> **The task**: An exact copy of every record, with no pictures, please.

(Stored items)
▬▬▬▬▬▬
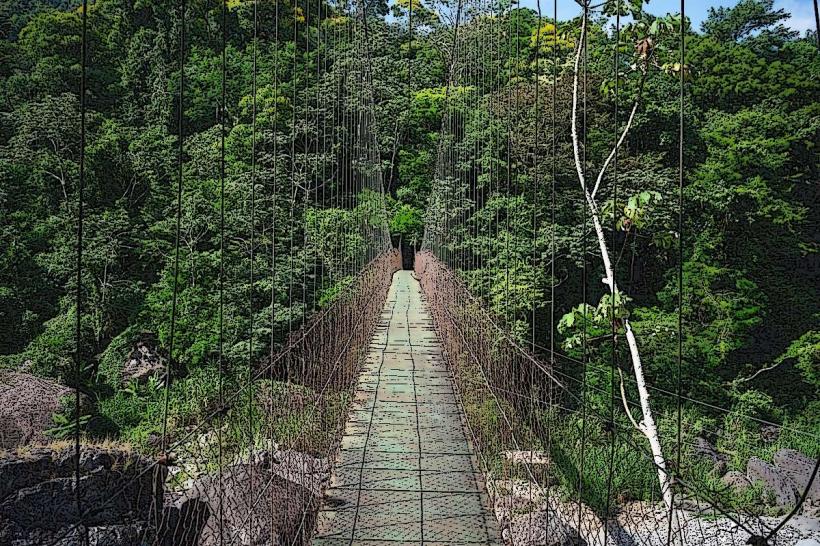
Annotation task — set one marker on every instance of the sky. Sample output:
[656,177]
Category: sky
[802,11]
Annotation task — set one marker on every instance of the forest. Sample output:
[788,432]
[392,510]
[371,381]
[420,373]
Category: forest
[280,239]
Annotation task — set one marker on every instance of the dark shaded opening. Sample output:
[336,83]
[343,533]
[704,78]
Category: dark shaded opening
[408,255]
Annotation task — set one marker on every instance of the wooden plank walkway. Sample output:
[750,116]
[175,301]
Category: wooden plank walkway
[405,473]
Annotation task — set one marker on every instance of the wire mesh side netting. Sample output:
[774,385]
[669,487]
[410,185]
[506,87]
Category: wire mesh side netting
[220,426]
[581,438]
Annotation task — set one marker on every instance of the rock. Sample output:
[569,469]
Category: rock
[798,468]
[27,404]
[256,504]
[769,433]
[39,494]
[132,534]
[805,525]
[736,480]
[527,457]
[704,448]
[143,361]
[779,485]
[300,468]
[183,522]
[542,528]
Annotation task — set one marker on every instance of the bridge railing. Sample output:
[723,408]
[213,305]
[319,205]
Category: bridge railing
[255,466]
[553,457]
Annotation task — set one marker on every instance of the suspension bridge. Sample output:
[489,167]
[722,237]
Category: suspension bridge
[383,397]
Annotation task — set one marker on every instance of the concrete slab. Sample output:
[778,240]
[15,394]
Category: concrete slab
[406,473]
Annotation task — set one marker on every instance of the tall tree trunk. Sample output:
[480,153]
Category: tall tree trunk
[647,424]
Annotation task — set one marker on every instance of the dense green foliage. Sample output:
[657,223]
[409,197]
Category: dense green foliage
[751,282]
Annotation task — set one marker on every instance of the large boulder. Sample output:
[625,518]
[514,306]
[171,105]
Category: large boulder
[38,497]
[798,468]
[250,503]
[703,448]
[27,404]
[143,361]
[779,485]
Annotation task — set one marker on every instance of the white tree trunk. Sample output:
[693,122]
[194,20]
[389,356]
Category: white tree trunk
[647,425]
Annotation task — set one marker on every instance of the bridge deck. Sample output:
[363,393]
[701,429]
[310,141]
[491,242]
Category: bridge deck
[406,473]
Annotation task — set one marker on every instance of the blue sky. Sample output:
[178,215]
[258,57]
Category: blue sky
[802,11]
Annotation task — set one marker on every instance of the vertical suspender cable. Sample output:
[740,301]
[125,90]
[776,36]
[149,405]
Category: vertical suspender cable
[252,256]
[180,164]
[614,332]
[678,399]
[584,276]
[78,327]
[221,311]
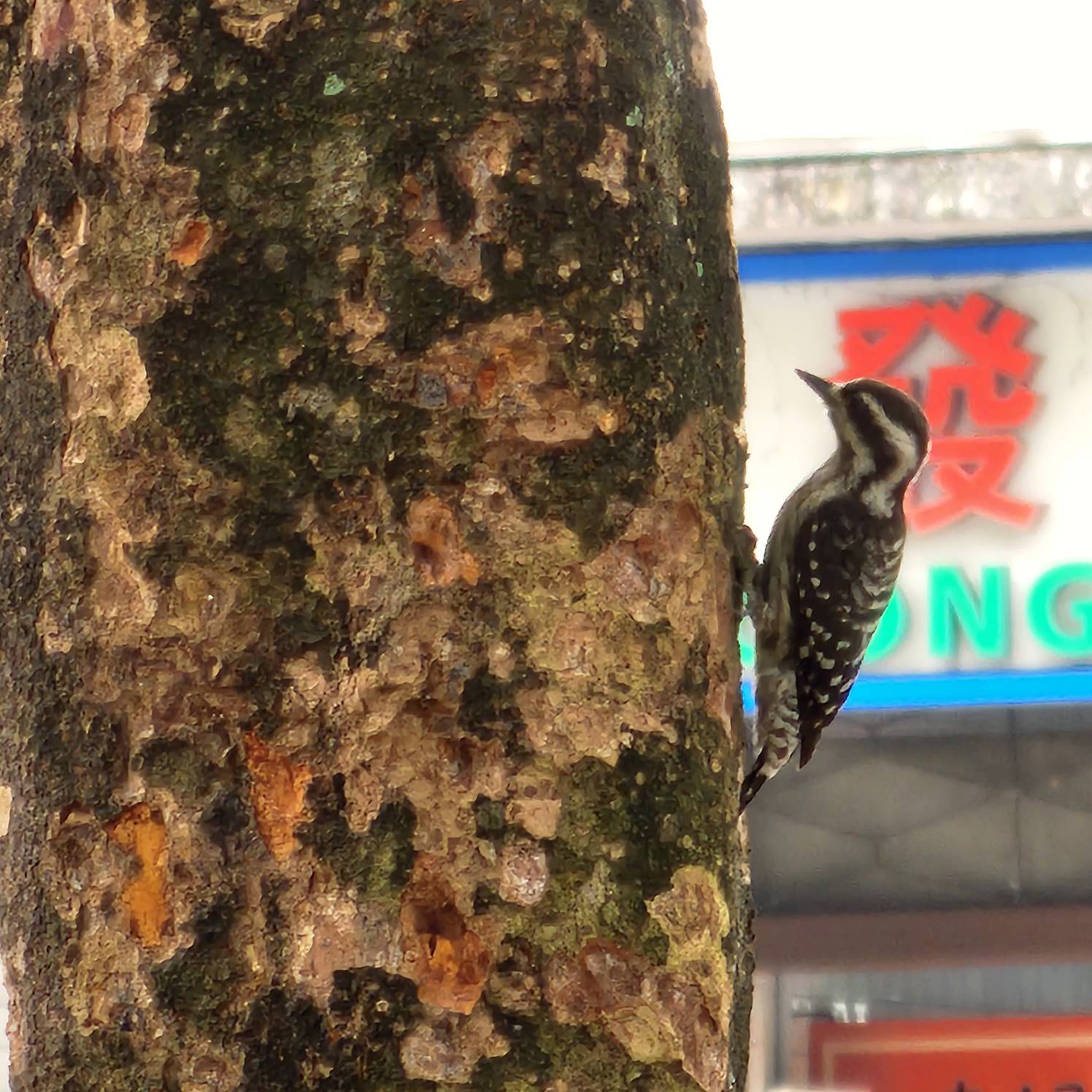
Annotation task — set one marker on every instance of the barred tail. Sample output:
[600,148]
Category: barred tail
[759,775]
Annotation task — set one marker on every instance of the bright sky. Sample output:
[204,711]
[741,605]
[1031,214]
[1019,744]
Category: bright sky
[933,70]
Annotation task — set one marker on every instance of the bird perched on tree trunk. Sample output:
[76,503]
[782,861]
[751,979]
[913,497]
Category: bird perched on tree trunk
[830,568]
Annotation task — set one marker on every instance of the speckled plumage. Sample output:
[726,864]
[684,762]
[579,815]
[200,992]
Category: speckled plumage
[829,570]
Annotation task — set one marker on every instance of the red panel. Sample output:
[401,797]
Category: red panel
[1001,1055]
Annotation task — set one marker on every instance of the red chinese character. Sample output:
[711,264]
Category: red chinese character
[986,383]
[970,472]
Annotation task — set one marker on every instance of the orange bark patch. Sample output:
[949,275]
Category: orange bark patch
[437,544]
[141,831]
[277,791]
[193,244]
[448,961]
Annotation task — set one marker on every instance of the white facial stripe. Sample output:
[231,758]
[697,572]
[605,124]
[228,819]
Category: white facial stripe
[880,497]
[863,462]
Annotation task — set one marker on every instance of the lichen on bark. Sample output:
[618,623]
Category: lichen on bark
[372,376]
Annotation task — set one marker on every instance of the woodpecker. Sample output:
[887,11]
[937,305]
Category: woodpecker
[829,569]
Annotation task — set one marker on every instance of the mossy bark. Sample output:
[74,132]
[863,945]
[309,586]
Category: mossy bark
[372,385]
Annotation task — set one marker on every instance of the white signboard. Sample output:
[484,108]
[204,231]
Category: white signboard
[997,576]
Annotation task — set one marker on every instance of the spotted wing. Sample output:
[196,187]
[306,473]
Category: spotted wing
[845,568]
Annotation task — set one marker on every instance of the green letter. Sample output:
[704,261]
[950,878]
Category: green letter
[890,631]
[1042,607]
[746,643]
[984,619]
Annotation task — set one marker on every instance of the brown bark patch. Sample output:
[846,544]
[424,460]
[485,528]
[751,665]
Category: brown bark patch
[277,792]
[611,166]
[447,1048]
[250,21]
[141,831]
[193,244]
[447,959]
[438,545]
[654,1014]
[477,162]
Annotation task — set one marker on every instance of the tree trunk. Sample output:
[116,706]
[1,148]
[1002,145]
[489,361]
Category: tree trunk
[370,455]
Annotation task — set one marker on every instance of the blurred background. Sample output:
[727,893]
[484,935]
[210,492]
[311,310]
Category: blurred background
[913,201]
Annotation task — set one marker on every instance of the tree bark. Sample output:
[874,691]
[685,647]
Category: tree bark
[372,376]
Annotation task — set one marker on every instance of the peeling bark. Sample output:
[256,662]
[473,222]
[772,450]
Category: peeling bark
[372,376]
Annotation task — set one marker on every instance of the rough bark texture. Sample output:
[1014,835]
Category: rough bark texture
[370,392]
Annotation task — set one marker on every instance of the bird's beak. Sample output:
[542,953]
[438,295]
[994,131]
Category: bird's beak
[823,387]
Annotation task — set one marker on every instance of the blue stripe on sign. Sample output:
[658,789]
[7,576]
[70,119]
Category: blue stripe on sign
[948,691]
[953,259]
▬▬▬▬▬▬
> **Answer below**:
Annotation task — set one marker on every instance of the sky. Sample output:
[656,177]
Category: sky
[802,11]
Annotation task — set one marker on every instance of the forest. Sample output:
[788,432]
[392,510]
[371,381]
[420,373]
Category: forest
[280,239]
Annotation task — set one marker on every instance of the dark shaded opening. Sample output:
[336,83]
[343,533]
[704,78]
Category: dark shaded opening
[408,255]
Annotation task — set one marker on every instance of the wooden plank walkway. Sample output:
[750,116]
[175,301]
Category: wooden plank walkway
[405,473]
Annotation task — set one marker on every instance of the wire mesh side netting. Sample output:
[774,385]
[669,487]
[410,185]
[506,87]
Category: wire mesh side netting
[220,426]
[581,438]
Annotation task — set one marker on every instance of the rock. Sample output:
[569,469]
Category: rock
[798,468]
[27,404]
[256,504]
[769,433]
[39,494]
[132,534]
[805,525]
[736,480]
[527,457]
[704,448]
[143,361]
[779,485]
[300,468]
[183,522]
[542,528]
Annotation task — set one marker on every instance of the bridge railing. Sample output:
[723,408]
[213,305]
[319,205]
Category: bridge railing
[255,466]
[553,457]
Annotation task — set one marker on every instance of the suspension bridge. Sample output:
[489,167]
[722,237]
Category: suspension bridge
[383,397]
Annotation task — set one marker on every instance of the concrete slab. Sample output:
[778,240]
[15,394]
Category: concrete slab
[406,473]
Annotation task — set one marker on every instance of the tall tree trunk. Sample output:
[480,153]
Category: tall tree trunk
[647,424]
Annotation task — set one marker on every instance of the dense green foliage. Sample output:
[657,223]
[409,197]
Category: dense green foliage
[751,282]
Annotation task — set one marker on every instance of the large boulder. Sample output:
[625,518]
[514,306]
[171,105]
Category: large boulder
[38,497]
[798,468]
[250,503]
[703,448]
[27,404]
[143,361]
[779,485]
Annotation task — set one marker on every instance of the white tree trunk. Sample output:
[693,122]
[194,20]
[389,356]
Category: white tree trunk
[647,425]
Annotation task — set one marker on every instance of the bridge deck. Sample output:
[363,393]
[701,429]
[310,141]
[491,242]
Category: bridge deck
[406,473]
Annotation task — set one marker on every instance of the blue sky. Sample output:
[178,215]
[258,57]
Category: blue sky
[802,11]
Annotation task — set one marker on every instance of the vertical suspender cable. Sample output:
[740,301]
[125,90]
[776,36]
[149,405]
Category: vertical suspender cable
[252,256]
[180,164]
[614,332]
[678,399]
[584,276]
[78,327]
[221,311]
Annotation task — set one marker on every instance of the barred tail. Sample output:
[600,148]
Category: barred tail
[759,775]
Annotation task — set one marker on every instance of the bright sky. Sample output:
[204,711]
[741,605]
[1031,214]
[1019,744]
Category: bright sky
[933,70]
Annotation task — set one marker on every instance of the bird perched on tree trunk. Sample output:
[76,503]
[782,861]
[751,979]
[913,497]
Category: bird perched on tree trunk
[830,568]
Annotation task — set one marker on every instance of the speckled plumage. Sample output:
[726,864]
[684,762]
[579,815]
[200,992]
Category: speckled plumage
[829,570]
Annotation task — set one marker on every instance of the red panel. Sample output:
[401,797]
Category: red panel
[1001,1055]
Annotation task — set one marker on every instance of the red chinese character. Sample output:
[711,264]
Category: red chinese character
[986,383]
[970,472]
Annotation task — set one marker on every instance of the orange bark patch. Sample output:
[949,275]
Category: orange bark patch
[437,544]
[141,831]
[277,791]
[193,244]
[448,961]
Annotation task — set one marker on every instance of the white facial stripe. Sample output:
[231,758]
[697,572]
[605,124]
[228,819]
Category: white facial stripe
[880,497]
[863,462]
Annotation task — set one marker on every instance of the lichen on bark. Sample output:
[618,623]
Category: lichen on bark
[372,376]
Annotation task — set one marker on every instance of the woodpecker. Sample output:
[887,11]
[937,305]
Category: woodpecker
[829,569]
Annotation task — set one marker on every instance of the mossy bark. Sample output:
[74,132]
[863,945]
[309,586]
Category: mossy bark
[372,385]
Annotation task — set one marker on every instance of the white signboard. Sample output:
[484,108]
[204,231]
Category: white signboard
[997,576]
Annotation task — set one marker on every instance of the spotted wing. Sample output:
[196,187]
[306,473]
Category: spotted wing
[845,568]
Annotation task — set one marker on every instance of the green letter. Sample output:
[704,261]
[950,878]
Category: green letter
[890,631]
[1042,607]
[746,643]
[984,619]
Annotation task — set one marker on every instance of the brown bark patch. Sample output:
[846,544]
[424,460]
[485,528]
[751,665]
Category: brown bark patch
[277,792]
[611,166]
[447,1048]
[250,21]
[141,831]
[193,244]
[447,959]
[438,545]
[654,1014]
[477,162]
Annotation task — set one marker on every instance of the tree trunk. Sample output:
[116,706]
[1,148]
[1002,145]
[489,361]
Category: tree trunk
[370,455]
Annotation task — set one marker on every instance of the blurred background. Sample output:
[727,893]
[484,935]
[210,492]
[311,310]
Category: blurred background
[913,201]
Annotation task — set one marker on every instance of the tree bark. Sample output:
[874,691]
[685,647]
Category: tree bark
[372,376]
Annotation task — set one marker on every instance of the peeling bark. Sample output:
[256,662]
[473,222]
[772,450]
Category: peeling bark
[372,376]
Annotation task — set one marker on every instance of the rough bark texture. Sample output:
[1014,835]
Category: rough bark texture
[370,392]
Annotation task — set one marker on every instance of the bird's beak. Sample output:
[542,953]
[438,295]
[994,131]
Category: bird's beak
[823,387]
Annotation task — set one marker on every instance of the blue stripe on sign. Sample output:
[658,789]
[7,576]
[70,119]
Category: blue stripe on sign
[948,691]
[953,259]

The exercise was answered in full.